Written instruction =>
Will you quote the stretch of the listing below word for word, from the line containing "Return the outline of every instance of the ton" through the end of the listing, leaving out the pictures?
◇ ◇ ◇ ◇
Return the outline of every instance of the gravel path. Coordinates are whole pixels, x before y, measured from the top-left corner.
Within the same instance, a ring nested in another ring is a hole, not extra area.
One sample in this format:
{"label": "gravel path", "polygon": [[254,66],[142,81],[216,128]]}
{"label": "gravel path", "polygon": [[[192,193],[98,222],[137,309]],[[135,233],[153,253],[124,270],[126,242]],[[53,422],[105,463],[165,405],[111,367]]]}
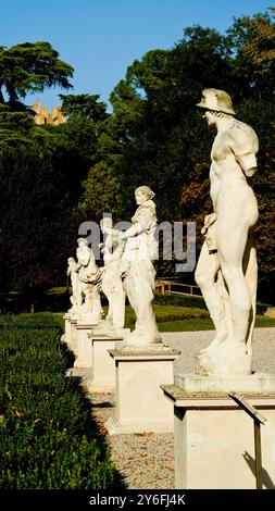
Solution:
{"label": "gravel path", "polygon": [[[163,333],[165,342],[182,351],[175,362],[175,373],[195,372],[195,353],[207,347],[212,332]],[[275,328],[257,328],[253,341],[253,370],[275,373]],[[110,436],[104,428],[114,412],[114,396],[91,395],[92,414],[96,416],[112,459],[129,489],[174,488],[173,434],[127,434]]]}

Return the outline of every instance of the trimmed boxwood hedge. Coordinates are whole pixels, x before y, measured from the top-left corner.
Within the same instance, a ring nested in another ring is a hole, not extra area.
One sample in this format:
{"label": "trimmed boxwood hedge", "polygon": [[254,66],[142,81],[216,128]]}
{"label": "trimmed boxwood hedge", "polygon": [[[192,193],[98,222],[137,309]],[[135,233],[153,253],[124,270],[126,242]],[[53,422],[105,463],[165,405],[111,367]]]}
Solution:
{"label": "trimmed boxwood hedge", "polygon": [[0,488],[103,489],[121,484],[66,360],[53,316],[0,319]]}

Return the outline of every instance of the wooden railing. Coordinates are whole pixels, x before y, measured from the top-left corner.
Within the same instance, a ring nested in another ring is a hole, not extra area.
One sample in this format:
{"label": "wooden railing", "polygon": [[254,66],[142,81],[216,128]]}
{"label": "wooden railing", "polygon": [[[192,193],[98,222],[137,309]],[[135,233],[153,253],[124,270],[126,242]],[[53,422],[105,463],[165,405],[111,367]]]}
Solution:
{"label": "wooden railing", "polygon": [[187,295],[201,297],[201,290],[198,286],[182,284],[175,281],[155,281],[155,291],[161,295]]}

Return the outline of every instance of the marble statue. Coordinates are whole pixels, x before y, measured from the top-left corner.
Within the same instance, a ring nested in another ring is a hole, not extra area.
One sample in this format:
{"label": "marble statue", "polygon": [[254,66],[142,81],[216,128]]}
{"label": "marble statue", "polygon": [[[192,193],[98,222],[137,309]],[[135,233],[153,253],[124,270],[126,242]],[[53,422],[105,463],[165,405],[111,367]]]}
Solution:
{"label": "marble statue", "polygon": [[210,196],[213,212],[204,220],[196,269],[215,326],[215,337],[197,356],[204,375],[251,374],[255,317],[257,254],[253,226],[258,203],[251,188],[257,171],[258,137],[237,121],[232,99],[223,90],[204,89],[198,104],[217,133],[211,151]]}
{"label": "marble statue", "polygon": [[72,283],[72,296],[70,297],[70,301],[72,303],[71,309],[68,312],[79,312],[82,308],[83,297],[82,297],[82,285],[79,281],[79,270],[80,265],[75,261],[74,258],[67,259],[67,276],[71,278]]}
{"label": "marble statue", "polygon": [[121,234],[125,240],[122,257],[124,289],[136,314],[135,329],[126,338],[130,345],[160,342],[152,301],[154,298],[155,270],[152,260],[158,257],[158,242],[153,191],[148,186],[135,190],[138,208],[132,217],[132,226]]}
{"label": "marble statue", "polygon": [[101,269],[101,288],[109,301],[105,323],[109,328],[123,328],[125,321],[125,292],[122,284],[123,241],[113,229],[112,219],[103,217],[100,228],[105,242],[100,244],[104,266]]}
{"label": "marble statue", "polygon": [[87,246],[85,238],[77,239],[76,257],[79,264],[78,275],[80,282],[84,303],[82,306],[82,316],[91,324],[98,324],[103,314],[100,302],[100,281],[101,275],[96,264],[92,250]]}

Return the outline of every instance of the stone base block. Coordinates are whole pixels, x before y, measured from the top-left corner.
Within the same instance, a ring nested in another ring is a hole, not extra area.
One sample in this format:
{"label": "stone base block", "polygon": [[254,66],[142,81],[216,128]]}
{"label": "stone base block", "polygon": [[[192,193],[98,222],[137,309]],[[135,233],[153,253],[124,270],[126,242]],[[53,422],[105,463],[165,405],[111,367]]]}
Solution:
{"label": "stone base block", "polygon": [[88,382],[89,392],[115,391],[115,363],[108,350],[122,342],[122,336],[96,336],[88,334],[92,350],[92,378]]}
{"label": "stone base block", "polygon": [[178,351],[171,348],[127,351],[110,350],[115,361],[116,410],[112,433],[173,432],[173,410],[160,385],[173,383],[173,362]]}
{"label": "stone base block", "polygon": [[188,392],[275,392],[275,374],[254,373],[233,377],[178,374],[175,385]]}
{"label": "stone base block", "polygon": [[[254,422],[227,392],[163,386],[174,404],[175,487],[255,488]],[[275,487],[275,392],[242,394],[267,420],[261,426],[262,483]]]}
{"label": "stone base block", "polygon": [[74,367],[92,367],[92,349],[88,338],[91,328],[90,324],[77,322],[77,358]]}

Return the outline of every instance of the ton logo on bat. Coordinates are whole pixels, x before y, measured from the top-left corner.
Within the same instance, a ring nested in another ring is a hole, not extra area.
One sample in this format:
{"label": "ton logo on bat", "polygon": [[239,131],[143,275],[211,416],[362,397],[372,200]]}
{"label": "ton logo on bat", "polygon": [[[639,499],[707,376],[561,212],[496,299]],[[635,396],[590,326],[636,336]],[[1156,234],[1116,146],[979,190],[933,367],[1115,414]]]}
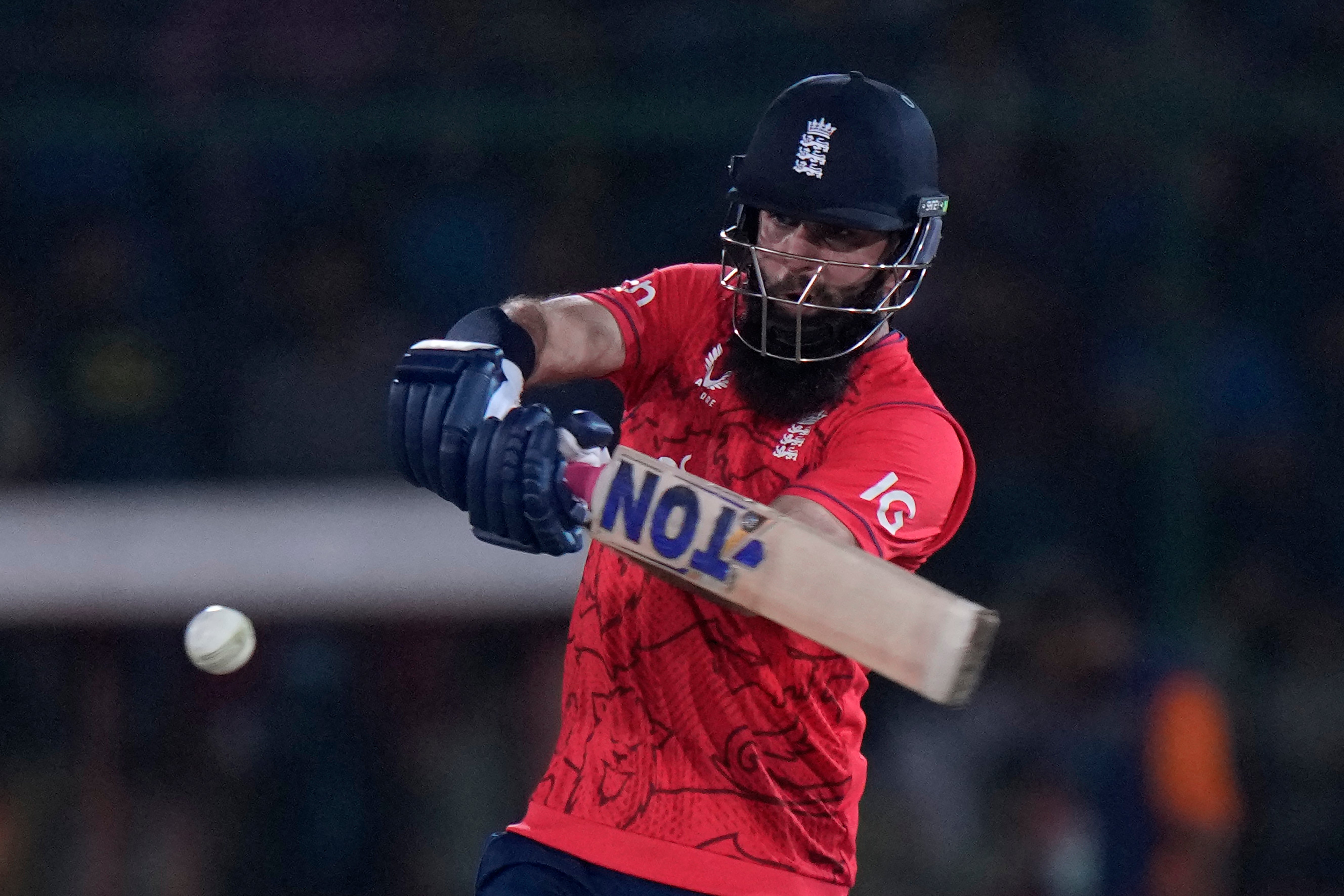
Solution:
{"label": "ton logo on bat", "polygon": [[[757,567],[765,559],[761,541],[747,537],[761,524],[751,509],[650,469],[636,486],[636,465],[626,459],[617,463],[598,525],[618,539],[624,536],[624,547],[632,553],[679,572],[695,570],[726,584],[730,562]],[[660,488],[664,478],[672,485]]]}

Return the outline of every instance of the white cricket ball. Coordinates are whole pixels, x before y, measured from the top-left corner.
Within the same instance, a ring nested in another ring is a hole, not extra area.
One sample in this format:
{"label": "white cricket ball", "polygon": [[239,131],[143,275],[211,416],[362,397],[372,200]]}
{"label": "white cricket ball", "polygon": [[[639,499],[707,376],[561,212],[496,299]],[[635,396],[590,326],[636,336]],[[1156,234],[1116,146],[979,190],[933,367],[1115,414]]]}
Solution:
{"label": "white cricket ball", "polygon": [[183,637],[187,657],[202,672],[223,676],[242,669],[257,649],[251,619],[218,603],[198,613]]}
◇ ◇ ◇ ◇
Written solution =>
Return the outline of every instance of the ton logo on bat. Coordinates are whole pixels, x before y, measured from the top-left corner.
Within the same instance, a ring nested in another ring is a hole, not extra area.
One sample in this format:
{"label": "ton logo on bat", "polygon": [[239,131],[143,275],[211,416],[362,397],[372,200]]}
{"label": "ton logo on bat", "polygon": [[[639,499],[707,376],[561,212],[496,299]],[[635,396],[590,326],[636,336]],[[1156,234],[1116,146],[979,190],[933,367],[1115,414]]]}
Solution:
{"label": "ton logo on bat", "polygon": [[[757,567],[765,559],[761,541],[747,537],[761,524],[751,509],[650,469],[636,486],[636,465],[626,459],[617,463],[598,525],[618,539],[624,536],[624,547],[632,553],[679,572],[695,570],[726,584],[730,562]],[[660,488],[664,478],[672,485]]]}

Return the outline of every instance of the white cricket ball. Coordinates are whole pixels, x before y, measured from the top-left corner.
Within the same instance, a ring nested in another ring is a hole, not extra area.
One sample in this format:
{"label": "white cricket ball", "polygon": [[239,131],[143,275],[211,416],[362,397],[372,200]]}
{"label": "white cricket ball", "polygon": [[[639,499],[707,376],[561,212],[496,299]],[[635,396],[590,326],[636,336]],[[1156,234],[1116,146],[979,190],[933,367],[1115,414]]]}
Solution:
{"label": "white cricket ball", "polygon": [[183,637],[187,657],[202,672],[223,676],[242,669],[257,649],[251,619],[218,603],[198,613]]}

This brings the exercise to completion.